» **TO BE DONE**
In the forum thread below, which two interests of Panjandrum does JazzByChas mention besides wit and sagacity?

» **EXCERPT PROVIDED**
=======

Estimadísimo Archipámpano....

 I'm among the loyal fanclub of Panjophiles...
When I see your name on a post, I prepare myself for
erudition, incisive--yet always kind--wit, and a good
~chuckle~

Many thanks, and warm congratulations!

cuchu
​


----------



## Agnès E.

So many expectations from our woodman!
I just hope that you get as much from these forums that you do bring to them.
Merci et quatre mille bravos, Panjandrum !


----------



## Fernando

Thank you, pajandrum, with my admiration.


----------



## moodywop

Assieme ai complimenti meritatissimi un grazie di cuore per la tua costante disponibilità e gentilezza

Carlo


----------



## Mei

*CONGRATULATIONS pAnJaNdRuM!!!!!* 

Mei


----------



## Monnik

I've said it before, and I'll say it again...

_*Hats off to ya!!!*_​


----------



## JazzByChas

Professor Panjandrum:

I would indeed be remiss, dear sir, if I did not offer my sincerest thanks for your wit and sagacity, not to mention your appreciation for film noir and you gourmet culinary tastes!  You and your OED offer us a fresh insight into the English language that no other can yet measure up to.

We aspire, venerated professor, to be like you when we "grow up."  Please honor us with more of your words of wisdom, humor, and just plain good advice.

=======

» **EXTRACTED MATERIAL**
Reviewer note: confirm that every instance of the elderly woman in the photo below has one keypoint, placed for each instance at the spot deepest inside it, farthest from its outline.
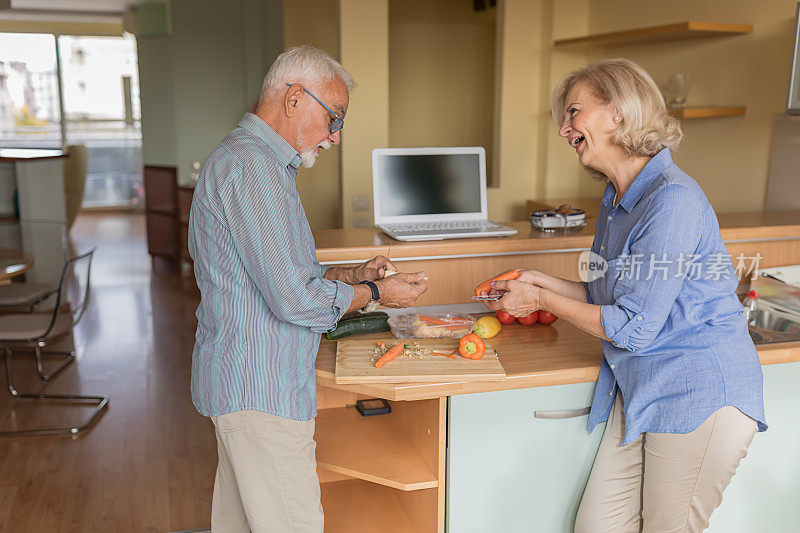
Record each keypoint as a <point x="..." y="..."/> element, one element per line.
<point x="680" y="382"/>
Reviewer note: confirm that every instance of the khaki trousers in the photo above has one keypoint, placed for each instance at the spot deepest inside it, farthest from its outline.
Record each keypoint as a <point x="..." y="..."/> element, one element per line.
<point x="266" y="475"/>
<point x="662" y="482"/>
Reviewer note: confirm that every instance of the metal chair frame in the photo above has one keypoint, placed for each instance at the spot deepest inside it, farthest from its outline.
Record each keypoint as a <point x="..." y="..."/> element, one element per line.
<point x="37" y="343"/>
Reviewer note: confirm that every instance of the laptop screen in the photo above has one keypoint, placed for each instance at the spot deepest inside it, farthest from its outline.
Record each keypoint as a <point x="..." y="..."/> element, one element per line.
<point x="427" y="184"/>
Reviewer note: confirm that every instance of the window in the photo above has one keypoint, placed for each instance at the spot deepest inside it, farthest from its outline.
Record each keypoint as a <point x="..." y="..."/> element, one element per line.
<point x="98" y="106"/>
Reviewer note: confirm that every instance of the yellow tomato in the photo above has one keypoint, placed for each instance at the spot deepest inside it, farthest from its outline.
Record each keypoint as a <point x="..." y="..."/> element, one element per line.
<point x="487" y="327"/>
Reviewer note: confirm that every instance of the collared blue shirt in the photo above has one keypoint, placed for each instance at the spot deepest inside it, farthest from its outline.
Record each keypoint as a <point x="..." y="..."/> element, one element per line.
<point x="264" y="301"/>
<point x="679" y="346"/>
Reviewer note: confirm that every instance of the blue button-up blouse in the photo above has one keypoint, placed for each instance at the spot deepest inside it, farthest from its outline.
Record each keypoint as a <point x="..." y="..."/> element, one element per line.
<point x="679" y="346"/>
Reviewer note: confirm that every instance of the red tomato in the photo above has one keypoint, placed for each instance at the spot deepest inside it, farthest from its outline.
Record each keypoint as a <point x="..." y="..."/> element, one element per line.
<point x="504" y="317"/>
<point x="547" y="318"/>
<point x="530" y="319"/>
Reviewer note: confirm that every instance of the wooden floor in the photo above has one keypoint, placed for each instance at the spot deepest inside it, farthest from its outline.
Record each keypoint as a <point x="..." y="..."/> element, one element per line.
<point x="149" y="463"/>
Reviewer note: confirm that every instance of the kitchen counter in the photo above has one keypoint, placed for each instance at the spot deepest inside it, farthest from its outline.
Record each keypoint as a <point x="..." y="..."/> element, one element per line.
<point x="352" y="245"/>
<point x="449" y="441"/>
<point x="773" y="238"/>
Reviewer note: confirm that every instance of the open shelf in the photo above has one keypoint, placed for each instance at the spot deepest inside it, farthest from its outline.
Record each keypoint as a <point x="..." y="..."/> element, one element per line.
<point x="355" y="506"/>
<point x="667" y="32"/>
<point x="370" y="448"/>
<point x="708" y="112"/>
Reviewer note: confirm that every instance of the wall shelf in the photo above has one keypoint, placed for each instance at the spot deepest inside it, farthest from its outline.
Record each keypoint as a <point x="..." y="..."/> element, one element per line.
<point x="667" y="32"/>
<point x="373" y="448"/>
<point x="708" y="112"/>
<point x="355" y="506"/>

=======

» **RESULT FOR THIS EXERCISE**
An appreciation for film noir and gourmet culinary tastes.